[[ DATA RECORDS open ]]

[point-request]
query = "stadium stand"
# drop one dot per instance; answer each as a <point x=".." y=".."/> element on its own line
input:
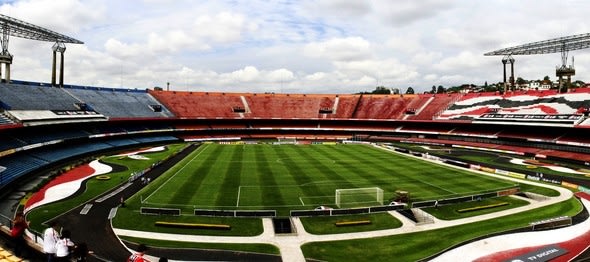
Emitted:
<point x="29" y="97"/>
<point x="382" y="106"/>
<point x="345" y="105"/>
<point x="521" y="104"/>
<point x="284" y="105"/>
<point x="17" y="166"/>
<point x="198" y="104"/>
<point x="435" y="106"/>
<point x="119" y="103"/>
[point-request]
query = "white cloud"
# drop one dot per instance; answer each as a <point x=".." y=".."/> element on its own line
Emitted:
<point x="310" y="46"/>
<point x="340" y="49"/>
<point x="223" y="27"/>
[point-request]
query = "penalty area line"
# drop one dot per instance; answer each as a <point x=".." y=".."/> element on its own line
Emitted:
<point x="238" y="200"/>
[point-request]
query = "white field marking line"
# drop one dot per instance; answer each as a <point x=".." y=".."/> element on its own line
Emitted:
<point x="238" y="201"/>
<point x="179" y="170"/>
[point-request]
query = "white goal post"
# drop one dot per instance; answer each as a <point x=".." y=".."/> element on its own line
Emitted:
<point x="359" y="196"/>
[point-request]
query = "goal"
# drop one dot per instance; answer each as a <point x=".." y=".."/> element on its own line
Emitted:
<point x="355" y="197"/>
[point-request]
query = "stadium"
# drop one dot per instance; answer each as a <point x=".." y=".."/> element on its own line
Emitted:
<point x="295" y="177"/>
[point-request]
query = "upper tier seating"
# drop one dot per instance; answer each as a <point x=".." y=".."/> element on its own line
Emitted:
<point x="382" y="106"/>
<point x="119" y="103"/>
<point x="435" y="106"/>
<point x="518" y="103"/>
<point x="284" y="106"/>
<point x="197" y="104"/>
<point x="30" y="97"/>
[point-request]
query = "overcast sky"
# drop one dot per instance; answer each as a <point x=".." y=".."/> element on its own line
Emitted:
<point x="289" y="46"/>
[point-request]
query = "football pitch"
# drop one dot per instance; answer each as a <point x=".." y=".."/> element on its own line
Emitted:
<point x="299" y="177"/>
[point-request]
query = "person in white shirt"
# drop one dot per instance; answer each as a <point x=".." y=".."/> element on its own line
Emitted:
<point x="50" y="237"/>
<point x="63" y="247"/>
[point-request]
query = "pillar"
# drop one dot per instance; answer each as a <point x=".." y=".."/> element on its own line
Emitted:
<point x="61" y="70"/>
<point x="53" y="70"/>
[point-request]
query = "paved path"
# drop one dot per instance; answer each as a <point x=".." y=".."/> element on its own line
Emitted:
<point x="105" y="238"/>
<point x="290" y="245"/>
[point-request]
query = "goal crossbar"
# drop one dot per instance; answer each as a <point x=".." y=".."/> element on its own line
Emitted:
<point x="358" y="196"/>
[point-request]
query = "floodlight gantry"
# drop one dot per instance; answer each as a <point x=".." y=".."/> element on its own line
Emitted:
<point x="562" y="45"/>
<point x="17" y="28"/>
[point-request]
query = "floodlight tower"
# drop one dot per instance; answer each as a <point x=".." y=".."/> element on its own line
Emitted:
<point x="564" y="70"/>
<point x="562" y="45"/>
<point x="14" y="27"/>
<point x="508" y="59"/>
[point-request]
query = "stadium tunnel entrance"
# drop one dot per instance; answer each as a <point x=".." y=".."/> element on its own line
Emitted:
<point x="283" y="225"/>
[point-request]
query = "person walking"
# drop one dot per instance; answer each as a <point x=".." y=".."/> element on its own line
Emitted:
<point x="50" y="238"/>
<point x="19" y="225"/>
<point x="138" y="257"/>
<point x="63" y="247"/>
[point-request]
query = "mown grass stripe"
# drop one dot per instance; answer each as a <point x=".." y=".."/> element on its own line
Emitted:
<point x="373" y="178"/>
<point x="231" y="178"/>
<point x="327" y="171"/>
<point x="271" y="194"/>
<point x="186" y="188"/>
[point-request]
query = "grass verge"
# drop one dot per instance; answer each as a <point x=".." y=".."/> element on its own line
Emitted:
<point x="326" y="225"/>
<point x="132" y="220"/>
<point x="238" y="247"/>
<point x="450" y="212"/>
<point x="416" y="246"/>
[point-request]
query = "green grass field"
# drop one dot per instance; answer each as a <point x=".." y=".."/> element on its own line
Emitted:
<point x="292" y="177"/>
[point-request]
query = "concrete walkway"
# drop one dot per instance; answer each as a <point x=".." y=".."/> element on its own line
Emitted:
<point x="290" y="245"/>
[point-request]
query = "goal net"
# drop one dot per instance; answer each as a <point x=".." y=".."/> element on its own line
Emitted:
<point x="355" y="197"/>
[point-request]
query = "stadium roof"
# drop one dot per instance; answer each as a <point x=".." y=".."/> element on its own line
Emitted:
<point x="18" y="28"/>
<point x="561" y="44"/>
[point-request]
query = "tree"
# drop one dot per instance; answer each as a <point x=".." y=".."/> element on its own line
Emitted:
<point x="381" y="90"/>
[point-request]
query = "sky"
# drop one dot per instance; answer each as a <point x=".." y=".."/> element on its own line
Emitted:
<point x="289" y="46"/>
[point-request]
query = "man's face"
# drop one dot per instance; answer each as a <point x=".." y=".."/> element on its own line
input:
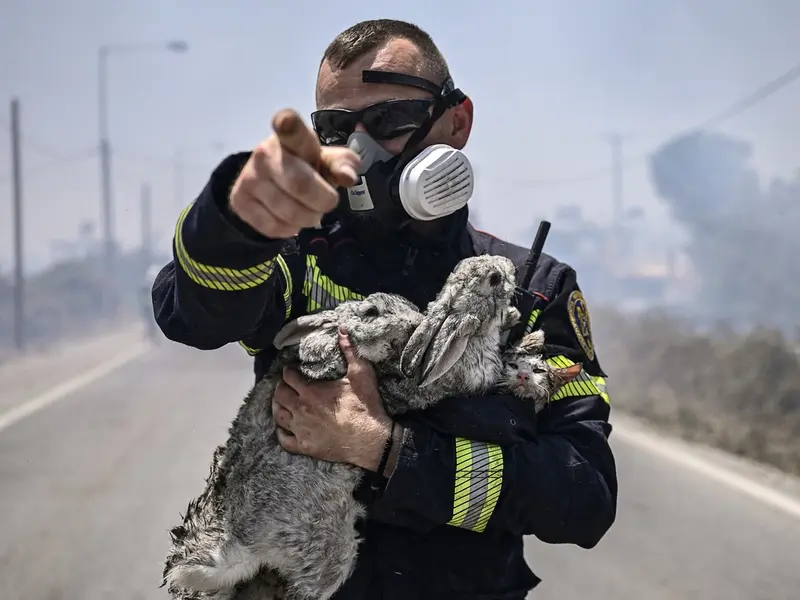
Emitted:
<point x="343" y="88"/>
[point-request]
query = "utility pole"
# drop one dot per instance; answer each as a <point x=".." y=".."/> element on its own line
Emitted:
<point x="145" y="207"/>
<point x="617" y="204"/>
<point x="19" y="278"/>
<point x="106" y="199"/>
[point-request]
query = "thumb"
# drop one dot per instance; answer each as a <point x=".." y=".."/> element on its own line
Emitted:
<point x="349" y="351"/>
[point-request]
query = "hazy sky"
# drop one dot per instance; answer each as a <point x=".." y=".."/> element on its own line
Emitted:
<point x="548" y="79"/>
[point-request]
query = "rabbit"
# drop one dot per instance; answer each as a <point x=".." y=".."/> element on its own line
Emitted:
<point x="263" y="505"/>
<point x="528" y="375"/>
<point x="294" y="515"/>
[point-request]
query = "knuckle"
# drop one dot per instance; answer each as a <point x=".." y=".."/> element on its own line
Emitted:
<point x="298" y="177"/>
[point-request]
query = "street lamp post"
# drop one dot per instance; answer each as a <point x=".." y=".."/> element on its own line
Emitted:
<point x="106" y="187"/>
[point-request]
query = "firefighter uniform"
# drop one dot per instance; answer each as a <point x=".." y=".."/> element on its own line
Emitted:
<point x="474" y="475"/>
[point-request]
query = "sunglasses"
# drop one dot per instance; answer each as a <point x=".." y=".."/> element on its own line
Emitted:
<point x="383" y="121"/>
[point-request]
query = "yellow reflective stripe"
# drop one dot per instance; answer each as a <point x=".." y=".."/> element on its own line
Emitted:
<point x="218" y="278"/>
<point x="583" y="385"/>
<point x="287" y="277"/>
<point x="322" y="293"/>
<point x="478" y="482"/>
<point x="532" y="321"/>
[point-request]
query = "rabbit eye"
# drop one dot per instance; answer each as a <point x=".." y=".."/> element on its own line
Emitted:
<point x="371" y="311"/>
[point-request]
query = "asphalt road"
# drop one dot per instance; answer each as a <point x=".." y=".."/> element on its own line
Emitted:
<point x="90" y="484"/>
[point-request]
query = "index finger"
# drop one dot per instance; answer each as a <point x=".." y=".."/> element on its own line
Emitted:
<point x="296" y="137"/>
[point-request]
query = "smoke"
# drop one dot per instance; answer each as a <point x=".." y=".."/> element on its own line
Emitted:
<point x="744" y="243"/>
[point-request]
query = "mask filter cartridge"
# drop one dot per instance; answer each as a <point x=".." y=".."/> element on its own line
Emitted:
<point x="436" y="183"/>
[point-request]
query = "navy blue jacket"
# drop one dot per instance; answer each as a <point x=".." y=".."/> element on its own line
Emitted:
<point x="474" y="475"/>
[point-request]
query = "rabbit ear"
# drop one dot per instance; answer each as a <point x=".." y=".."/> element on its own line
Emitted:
<point x="436" y="350"/>
<point x="294" y="331"/>
<point x="417" y="345"/>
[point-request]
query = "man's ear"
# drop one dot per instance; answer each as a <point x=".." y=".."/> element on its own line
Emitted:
<point x="461" y="124"/>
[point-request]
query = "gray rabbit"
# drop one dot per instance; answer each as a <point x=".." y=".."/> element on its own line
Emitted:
<point x="265" y="509"/>
<point x="528" y="375"/>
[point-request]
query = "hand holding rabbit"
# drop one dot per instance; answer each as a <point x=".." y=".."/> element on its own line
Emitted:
<point x="341" y="421"/>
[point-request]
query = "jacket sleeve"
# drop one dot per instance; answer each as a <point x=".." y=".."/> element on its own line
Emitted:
<point x="225" y="283"/>
<point x="490" y="464"/>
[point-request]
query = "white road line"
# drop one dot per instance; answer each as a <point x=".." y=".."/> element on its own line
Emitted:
<point x="70" y="386"/>
<point x="687" y="459"/>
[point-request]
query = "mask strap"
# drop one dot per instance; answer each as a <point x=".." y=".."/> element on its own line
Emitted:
<point x="446" y="95"/>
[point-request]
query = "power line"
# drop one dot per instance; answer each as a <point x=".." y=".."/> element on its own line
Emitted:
<point x="737" y="108"/>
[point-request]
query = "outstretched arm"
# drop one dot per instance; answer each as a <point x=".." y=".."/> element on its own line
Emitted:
<point x="226" y="283"/>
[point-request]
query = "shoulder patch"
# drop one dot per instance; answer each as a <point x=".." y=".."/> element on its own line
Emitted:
<point x="579" y="317"/>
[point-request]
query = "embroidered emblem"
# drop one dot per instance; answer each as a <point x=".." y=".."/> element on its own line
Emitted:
<point x="579" y="316"/>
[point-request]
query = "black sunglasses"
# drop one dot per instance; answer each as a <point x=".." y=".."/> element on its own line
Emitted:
<point x="383" y="121"/>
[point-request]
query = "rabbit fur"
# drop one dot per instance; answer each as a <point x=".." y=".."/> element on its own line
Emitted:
<point x="267" y="515"/>
<point x="528" y="375"/>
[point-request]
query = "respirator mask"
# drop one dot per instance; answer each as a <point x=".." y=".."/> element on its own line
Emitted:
<point x="417" y="184"/>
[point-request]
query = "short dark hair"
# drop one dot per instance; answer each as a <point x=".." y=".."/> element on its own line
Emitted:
<point x="354" y="42"/>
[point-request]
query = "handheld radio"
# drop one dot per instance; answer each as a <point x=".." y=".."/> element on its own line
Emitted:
<point x="524" y="299"/>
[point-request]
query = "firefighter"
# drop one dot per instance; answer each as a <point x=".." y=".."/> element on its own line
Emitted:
<point x="354" y="205"/>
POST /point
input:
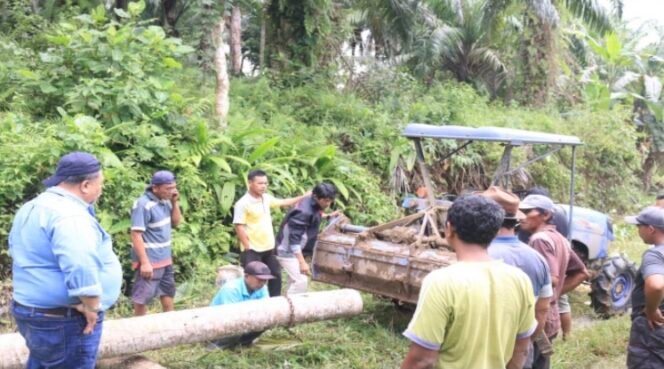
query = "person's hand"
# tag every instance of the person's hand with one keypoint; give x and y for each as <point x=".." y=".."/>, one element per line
<point x="146" y="270"/>
<point x="304" y="269"/>
<point x="90" y="318"/>
<point x="655" y="319"/>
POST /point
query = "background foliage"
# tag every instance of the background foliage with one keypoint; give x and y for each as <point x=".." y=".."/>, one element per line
<point x="132" y="83"/>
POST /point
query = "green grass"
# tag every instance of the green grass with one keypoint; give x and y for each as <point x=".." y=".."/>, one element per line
<point x="373" y="339"/>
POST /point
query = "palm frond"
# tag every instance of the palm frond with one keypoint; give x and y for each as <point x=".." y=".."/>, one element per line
<point x="491" y="12"/>
<point x="545" y="11"/>
<point x="618" y="7"/>
<point x="653" y="88"/>
<point x="593" y="14"/>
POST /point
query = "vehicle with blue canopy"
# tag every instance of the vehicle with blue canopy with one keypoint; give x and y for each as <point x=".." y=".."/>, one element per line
<point x="391" y="259"/>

[[ DATA RECORDS closed ]]

TRY IT:
Please return all lines above in which the string "floodlight" is found.

EXERCISE SOLUTION:
query = "floodlight gantry"
query = "floodlight tower"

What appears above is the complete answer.